# SET PROBLEM:
Edit the listing below so that every "drop a point" becomes "mark a point", with nothing else changed.

# MATERIAL:
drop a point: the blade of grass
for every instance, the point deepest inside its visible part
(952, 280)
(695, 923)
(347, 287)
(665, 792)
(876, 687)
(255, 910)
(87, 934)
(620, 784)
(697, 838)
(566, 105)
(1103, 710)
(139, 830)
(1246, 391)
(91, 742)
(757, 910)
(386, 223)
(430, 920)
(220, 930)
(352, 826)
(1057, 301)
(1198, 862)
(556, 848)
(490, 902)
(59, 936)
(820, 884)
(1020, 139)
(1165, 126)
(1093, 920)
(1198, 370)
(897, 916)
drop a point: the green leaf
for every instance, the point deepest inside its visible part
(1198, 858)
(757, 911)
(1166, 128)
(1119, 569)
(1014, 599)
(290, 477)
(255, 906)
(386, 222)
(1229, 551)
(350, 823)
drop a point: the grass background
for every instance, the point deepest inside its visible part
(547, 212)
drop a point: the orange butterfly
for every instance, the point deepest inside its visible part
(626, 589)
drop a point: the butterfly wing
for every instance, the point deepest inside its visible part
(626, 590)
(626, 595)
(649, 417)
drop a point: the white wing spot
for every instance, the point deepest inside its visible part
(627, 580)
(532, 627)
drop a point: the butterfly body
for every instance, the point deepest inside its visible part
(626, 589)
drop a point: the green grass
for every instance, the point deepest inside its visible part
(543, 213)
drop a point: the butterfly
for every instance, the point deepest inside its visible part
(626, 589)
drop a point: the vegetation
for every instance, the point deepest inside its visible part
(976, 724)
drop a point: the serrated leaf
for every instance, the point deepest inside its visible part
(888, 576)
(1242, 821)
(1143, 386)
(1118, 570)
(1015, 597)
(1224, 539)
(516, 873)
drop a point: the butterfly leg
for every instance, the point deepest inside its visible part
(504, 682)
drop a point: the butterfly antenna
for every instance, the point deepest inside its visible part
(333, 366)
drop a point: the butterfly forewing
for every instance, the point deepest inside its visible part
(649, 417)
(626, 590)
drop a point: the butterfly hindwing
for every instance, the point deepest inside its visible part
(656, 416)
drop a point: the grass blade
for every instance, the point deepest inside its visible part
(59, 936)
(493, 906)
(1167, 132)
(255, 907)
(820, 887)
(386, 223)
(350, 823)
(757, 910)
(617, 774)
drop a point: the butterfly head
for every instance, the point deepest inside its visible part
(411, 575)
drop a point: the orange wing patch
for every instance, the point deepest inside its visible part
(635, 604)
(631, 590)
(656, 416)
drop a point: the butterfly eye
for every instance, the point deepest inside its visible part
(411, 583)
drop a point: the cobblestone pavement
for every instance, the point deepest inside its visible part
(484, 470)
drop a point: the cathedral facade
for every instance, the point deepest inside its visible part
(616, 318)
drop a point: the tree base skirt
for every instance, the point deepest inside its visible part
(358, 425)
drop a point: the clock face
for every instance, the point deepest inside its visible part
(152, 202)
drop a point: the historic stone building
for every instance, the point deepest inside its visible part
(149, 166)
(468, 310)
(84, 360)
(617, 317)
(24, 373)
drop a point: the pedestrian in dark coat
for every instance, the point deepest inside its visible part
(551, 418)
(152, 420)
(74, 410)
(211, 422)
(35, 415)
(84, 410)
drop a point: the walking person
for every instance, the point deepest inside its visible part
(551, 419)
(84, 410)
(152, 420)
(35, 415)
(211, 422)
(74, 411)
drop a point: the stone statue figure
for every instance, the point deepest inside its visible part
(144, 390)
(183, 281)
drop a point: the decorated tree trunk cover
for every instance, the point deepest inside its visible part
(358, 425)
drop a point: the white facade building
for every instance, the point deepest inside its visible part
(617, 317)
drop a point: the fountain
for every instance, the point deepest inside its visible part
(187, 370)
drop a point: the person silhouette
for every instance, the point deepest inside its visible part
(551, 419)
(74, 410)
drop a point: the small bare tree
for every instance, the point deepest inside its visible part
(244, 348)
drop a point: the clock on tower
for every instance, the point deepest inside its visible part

# ANSWER FOR THE TASK:
mark a point: the blade of grass
for every instance, the point deepest inside its visible part
(952, 280)
(695, 923)
(347, 287)
(665, 792)
(876, 687)
(255, 910)
(87, 934)
(620, 784)
(697, 838)
(566, 105)
(1103, 710)
(139, 830)
(1246, 391)
(91, 742)
(757, 910)
(386, 223)
(430, 920)
(220, 930)
(352, 826)
(1057, 301)
(1198, 862)
(556, 848)
(490, 902)
(59, 936)
(820, 884)
(1020, 139)
(1165, 126)
(1093, 920)
(1198, 370)
(897, 916)
mark a point: the green leaf
for every instance, the point deepest inside its visible part
(1198, 858)
(757, 911)
(1166, 128)
(1119, 569)
(1014, 599)
(290, 477)
(255, 906)
(386, 222)
(1229, 551)
(350, 823)
mark a point: the grass background
for every instance, the point deepest inside its visible part
(547, 212)
mark a point: the orange butterfly
for every instance, the point deepest inside its visible part
(626, 589)
mark a point: the butterfly wing
for every instance, the point deepest inside its visible part
(626, 590)
(626, 595)
(649, 417)
mark a point: the white wing spot
for every instance, the point deepest inside its visible part
(627, 580)
(532, 627)
mark a point: the butterfly body
for every instance, the point deepest inside its visible part
(626, 589)
mark a point: the green grass
for every instance, the point deepest inside its visible part
(543, 213)
mark a point: the butterfly
for every instance, the point deepest inside its visible part
(626, 589)
mark a point: the vegetation
for every instance, the point deepest inside its visible part
(976, 724)
mark a point: the serrated leaf
for every instance, the point deepest inside its visible part
(888, 576)
(1242, 821)
(1143, 386)
(1118, 570)
(1015, 597)
(1224, 539)
(516, 873)
mark a point: the butterfly leg
for every instance, the point deepest inside its visible part
(504, 682)
mark a point: the butterfly antenna
for every instance, the point deepest inside its visible part
(333, 366)
mark a point: the butterfly forewing
for every instance, the point deepest inside its visible part
(649, 417)
(626, 590)
mark a point: the butterfly hindwing
for every instance, the point deepest inside its visible part
(656, 416)
mark a point: the grass blade
for every instance, the point deepest inside its visible part
(59, 936)
(493, 906)
(1167, 132)
(255, 907)
(820, 887)
(386, 223)
(350, 823)
(757, 910)
(617, 774)
mark a point: the butterfly head
for every instance, the point deepest inside its visible part
(411, 575)
mark a point: the orange wing patch
for every instance, the point deepest inside its visible part
(635, 604)
(631, 590)
(656, 416)
mark a point: the butterfly eye
for every instance, the point deepest inside its visible part
(411, 583)
mark a point: the cobblestone pavement
for every instance, the point deepest inside its visible part
(484, 470)
mark a point: the cathedral facade
for every instance, the point deepest inside its visible part
(616, 318)
mark a point: the tree base skirt
for every instance, the point deepest inside its visible part
(358, 425)
mark a point: the clock face
for every instance, the point deepest inside its visible part
(152, 202)
mark a point: the historic stone building
for every instance, the point deepest inside its visible part
(149, 166)
(468, 310)
(84, 360)
(617, 317)
(24, 373)
mark a point: the pedestrian in dark coat
for every instance, the point deepest inside its visible part
(551, 418)
(152, 420)
(74, 410)
(211, 422)
(35, 415)
(84, 410)
mark a point: the walking person
for every instance, the point deepest inside its visible part
(551, 419)
(84, 410)
(152, 420)
(35, 415)
(211, 422)
(74, 411)
mark a point: the stone statue figure
for every instance, the point deepest inside its visible part
(144, 390)
(183, 281)
mark a point: the decorated tree trunk cover
for every instance, the point deepest inside its visible part
(358, 425)
mark a point: the white facade building
for every instance, the point deepest inside its visible part
(617, 317)
mark a point: the fountain
for every instance, the point deepest inside its visible part
(187, 370)
mark a point: the person silhouette
for every instance, the point deepest inside its visible part
(551, 419)
(74, 410)
mark a point: the small bare tree
for every instance, the point deepest inside its visible part
(244, 348)
mark a point: the clock on tower
for every instance, the point deepest inside its visible part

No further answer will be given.